====== RECORDS FOR PROCESSING

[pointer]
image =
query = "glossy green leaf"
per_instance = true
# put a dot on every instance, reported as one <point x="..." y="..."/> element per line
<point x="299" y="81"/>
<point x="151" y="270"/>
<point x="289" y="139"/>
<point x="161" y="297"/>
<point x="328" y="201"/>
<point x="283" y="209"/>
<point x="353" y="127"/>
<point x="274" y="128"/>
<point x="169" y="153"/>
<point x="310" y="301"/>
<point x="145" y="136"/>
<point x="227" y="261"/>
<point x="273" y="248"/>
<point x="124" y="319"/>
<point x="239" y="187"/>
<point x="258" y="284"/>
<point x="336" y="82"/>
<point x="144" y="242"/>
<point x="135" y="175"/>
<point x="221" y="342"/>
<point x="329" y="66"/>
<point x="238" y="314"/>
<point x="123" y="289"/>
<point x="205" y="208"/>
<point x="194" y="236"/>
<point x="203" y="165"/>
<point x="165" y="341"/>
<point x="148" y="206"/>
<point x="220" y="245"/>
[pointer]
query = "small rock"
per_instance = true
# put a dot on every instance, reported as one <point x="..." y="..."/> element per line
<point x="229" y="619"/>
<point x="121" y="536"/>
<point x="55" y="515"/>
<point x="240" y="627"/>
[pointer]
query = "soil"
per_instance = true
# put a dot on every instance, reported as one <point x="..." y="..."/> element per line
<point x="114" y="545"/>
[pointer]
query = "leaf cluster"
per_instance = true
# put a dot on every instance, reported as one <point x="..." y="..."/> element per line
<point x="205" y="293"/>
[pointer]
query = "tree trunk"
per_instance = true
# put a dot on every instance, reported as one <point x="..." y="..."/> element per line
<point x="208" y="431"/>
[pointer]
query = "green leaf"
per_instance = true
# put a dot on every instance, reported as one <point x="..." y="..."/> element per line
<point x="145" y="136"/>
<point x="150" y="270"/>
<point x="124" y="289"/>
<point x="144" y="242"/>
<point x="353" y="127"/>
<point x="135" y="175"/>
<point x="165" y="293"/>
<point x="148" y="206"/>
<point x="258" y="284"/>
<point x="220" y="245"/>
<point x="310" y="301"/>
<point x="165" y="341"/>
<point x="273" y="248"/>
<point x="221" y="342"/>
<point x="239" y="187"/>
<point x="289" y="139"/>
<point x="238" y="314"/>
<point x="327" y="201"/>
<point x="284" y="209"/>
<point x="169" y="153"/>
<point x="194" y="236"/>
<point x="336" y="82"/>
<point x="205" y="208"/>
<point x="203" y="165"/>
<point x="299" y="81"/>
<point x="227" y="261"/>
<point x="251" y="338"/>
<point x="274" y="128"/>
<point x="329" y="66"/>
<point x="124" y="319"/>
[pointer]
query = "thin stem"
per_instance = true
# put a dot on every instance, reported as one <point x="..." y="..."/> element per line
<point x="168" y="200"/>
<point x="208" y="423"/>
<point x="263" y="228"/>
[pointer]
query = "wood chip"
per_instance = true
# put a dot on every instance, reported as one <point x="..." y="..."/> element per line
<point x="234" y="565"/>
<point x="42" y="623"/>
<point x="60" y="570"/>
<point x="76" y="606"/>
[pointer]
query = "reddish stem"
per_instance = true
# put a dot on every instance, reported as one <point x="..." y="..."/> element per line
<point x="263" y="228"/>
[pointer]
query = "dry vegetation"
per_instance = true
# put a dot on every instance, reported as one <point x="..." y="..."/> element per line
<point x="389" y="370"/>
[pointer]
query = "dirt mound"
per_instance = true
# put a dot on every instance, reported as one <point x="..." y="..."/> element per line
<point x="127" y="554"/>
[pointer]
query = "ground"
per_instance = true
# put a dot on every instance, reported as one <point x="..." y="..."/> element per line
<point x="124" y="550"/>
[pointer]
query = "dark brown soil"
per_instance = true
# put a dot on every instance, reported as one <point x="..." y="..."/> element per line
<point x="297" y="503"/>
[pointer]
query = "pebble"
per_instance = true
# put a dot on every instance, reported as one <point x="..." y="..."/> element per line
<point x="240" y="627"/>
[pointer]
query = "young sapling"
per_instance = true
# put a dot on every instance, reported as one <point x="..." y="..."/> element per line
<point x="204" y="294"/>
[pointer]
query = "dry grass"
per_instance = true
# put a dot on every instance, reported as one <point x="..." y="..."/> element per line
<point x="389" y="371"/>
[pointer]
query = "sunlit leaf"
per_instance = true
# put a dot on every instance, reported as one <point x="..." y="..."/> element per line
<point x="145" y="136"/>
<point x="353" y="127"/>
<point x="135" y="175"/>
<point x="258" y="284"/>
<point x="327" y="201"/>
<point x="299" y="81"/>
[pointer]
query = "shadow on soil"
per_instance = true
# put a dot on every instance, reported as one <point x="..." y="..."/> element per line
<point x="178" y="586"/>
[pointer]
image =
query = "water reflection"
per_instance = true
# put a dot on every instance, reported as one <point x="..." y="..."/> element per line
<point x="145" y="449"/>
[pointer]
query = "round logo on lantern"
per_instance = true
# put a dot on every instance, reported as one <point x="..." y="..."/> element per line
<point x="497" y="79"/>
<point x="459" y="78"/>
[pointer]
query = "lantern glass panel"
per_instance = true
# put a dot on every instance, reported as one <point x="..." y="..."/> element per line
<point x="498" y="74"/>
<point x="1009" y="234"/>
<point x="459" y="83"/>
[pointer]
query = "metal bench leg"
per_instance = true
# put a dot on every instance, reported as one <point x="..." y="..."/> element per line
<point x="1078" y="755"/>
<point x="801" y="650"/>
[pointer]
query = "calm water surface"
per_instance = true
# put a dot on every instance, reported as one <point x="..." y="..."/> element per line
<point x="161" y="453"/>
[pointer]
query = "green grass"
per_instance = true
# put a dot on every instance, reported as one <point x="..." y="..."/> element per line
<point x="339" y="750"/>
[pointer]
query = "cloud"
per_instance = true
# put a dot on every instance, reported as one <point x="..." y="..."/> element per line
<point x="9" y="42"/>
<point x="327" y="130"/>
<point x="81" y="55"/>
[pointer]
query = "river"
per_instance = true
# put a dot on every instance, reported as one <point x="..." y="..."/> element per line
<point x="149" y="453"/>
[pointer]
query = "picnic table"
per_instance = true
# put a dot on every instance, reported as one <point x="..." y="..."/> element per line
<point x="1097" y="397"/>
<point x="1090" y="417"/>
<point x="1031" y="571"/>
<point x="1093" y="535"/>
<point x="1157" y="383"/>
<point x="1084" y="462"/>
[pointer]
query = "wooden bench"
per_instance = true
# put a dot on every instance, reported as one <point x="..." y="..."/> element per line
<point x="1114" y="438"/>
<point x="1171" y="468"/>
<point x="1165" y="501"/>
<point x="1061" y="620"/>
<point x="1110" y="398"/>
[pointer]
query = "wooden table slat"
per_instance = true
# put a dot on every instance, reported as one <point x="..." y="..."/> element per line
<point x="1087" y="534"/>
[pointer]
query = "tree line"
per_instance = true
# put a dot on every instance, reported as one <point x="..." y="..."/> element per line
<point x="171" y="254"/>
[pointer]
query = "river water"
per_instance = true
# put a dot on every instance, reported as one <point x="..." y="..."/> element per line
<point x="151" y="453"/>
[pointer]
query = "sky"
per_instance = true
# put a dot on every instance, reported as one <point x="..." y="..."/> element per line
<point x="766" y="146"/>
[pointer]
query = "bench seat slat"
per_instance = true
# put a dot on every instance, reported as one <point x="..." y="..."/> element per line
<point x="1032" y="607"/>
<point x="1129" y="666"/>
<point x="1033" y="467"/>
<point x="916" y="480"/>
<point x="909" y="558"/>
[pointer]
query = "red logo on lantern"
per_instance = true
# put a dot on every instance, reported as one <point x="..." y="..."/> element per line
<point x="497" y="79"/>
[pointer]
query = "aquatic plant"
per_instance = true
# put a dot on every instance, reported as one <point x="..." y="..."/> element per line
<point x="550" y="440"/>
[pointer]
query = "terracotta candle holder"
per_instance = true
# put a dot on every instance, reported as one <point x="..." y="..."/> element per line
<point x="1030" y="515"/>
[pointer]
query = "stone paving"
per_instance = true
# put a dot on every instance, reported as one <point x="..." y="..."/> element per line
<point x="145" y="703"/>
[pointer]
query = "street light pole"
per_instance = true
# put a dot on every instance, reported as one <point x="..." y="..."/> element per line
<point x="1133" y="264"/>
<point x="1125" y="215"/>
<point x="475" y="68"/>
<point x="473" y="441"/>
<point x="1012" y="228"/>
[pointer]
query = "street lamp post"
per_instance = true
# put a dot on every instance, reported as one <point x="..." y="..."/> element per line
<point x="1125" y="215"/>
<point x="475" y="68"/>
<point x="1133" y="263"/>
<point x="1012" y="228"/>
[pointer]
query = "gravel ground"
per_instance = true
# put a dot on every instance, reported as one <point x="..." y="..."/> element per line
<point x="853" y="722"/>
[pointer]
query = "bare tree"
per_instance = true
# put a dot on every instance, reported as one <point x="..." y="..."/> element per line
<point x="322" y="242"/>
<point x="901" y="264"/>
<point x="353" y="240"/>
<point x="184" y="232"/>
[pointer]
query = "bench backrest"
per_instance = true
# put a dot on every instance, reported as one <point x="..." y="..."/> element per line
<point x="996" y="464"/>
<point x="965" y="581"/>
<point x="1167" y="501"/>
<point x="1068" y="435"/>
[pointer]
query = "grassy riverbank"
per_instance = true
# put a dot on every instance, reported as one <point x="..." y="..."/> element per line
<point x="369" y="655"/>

============
====== RECORDS FOR PROCESSING

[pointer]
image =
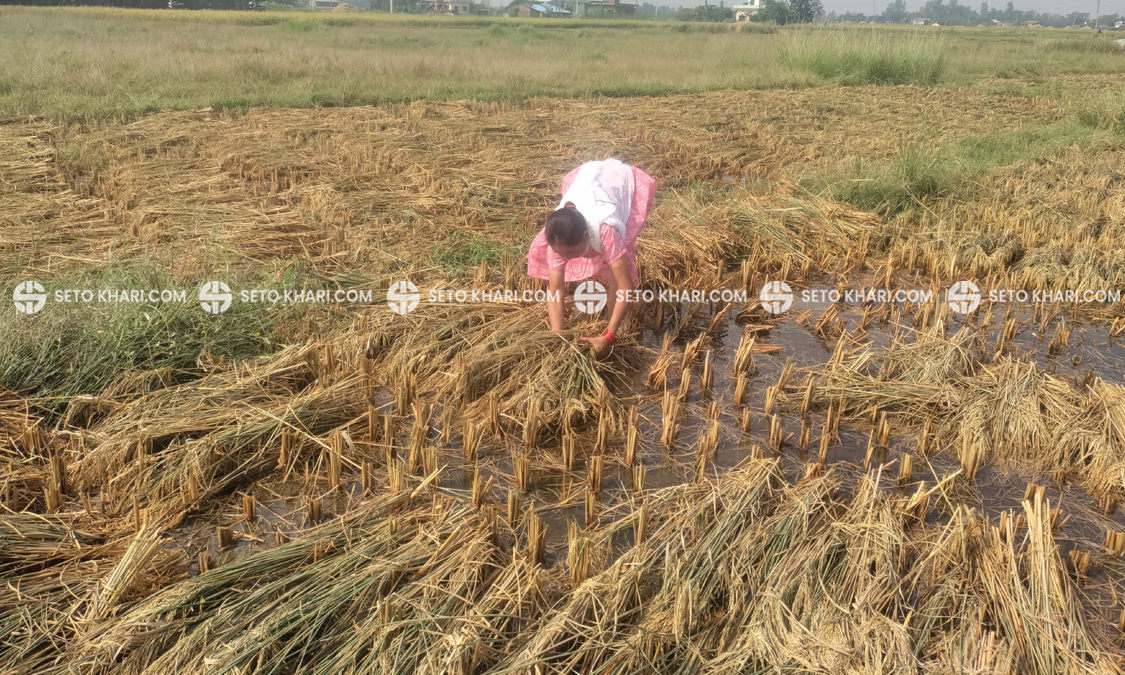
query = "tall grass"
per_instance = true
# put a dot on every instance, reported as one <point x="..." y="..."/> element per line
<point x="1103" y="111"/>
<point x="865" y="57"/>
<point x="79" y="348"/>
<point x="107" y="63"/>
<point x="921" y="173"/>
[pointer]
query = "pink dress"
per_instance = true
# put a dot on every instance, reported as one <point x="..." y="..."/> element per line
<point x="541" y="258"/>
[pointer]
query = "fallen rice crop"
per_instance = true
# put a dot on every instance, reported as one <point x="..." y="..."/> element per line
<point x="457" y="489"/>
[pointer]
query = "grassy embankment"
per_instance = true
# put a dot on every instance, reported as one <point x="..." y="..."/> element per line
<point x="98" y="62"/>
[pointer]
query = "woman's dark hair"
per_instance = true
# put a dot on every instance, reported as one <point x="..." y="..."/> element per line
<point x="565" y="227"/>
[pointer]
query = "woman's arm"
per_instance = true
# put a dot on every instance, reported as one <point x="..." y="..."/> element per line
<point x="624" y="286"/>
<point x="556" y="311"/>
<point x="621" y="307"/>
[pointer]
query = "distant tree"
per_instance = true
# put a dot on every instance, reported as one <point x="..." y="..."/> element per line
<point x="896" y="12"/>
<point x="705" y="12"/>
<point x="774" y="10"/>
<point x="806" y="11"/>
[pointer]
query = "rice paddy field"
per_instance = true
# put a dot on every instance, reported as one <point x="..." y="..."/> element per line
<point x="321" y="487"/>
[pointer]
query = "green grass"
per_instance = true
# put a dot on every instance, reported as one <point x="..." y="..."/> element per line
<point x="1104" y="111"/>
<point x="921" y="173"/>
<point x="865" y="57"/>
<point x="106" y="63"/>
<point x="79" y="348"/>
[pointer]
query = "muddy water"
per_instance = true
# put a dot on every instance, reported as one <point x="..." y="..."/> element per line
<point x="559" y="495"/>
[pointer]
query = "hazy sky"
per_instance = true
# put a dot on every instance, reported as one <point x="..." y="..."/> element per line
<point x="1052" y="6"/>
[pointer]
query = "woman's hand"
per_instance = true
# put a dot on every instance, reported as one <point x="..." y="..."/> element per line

============

WRITTEN PROBLEM: Identify every line of the data that contains the word "wooden", and copy each one.

WORKED ANSWER:
query = "wooden bench"
query = "wooden table slat"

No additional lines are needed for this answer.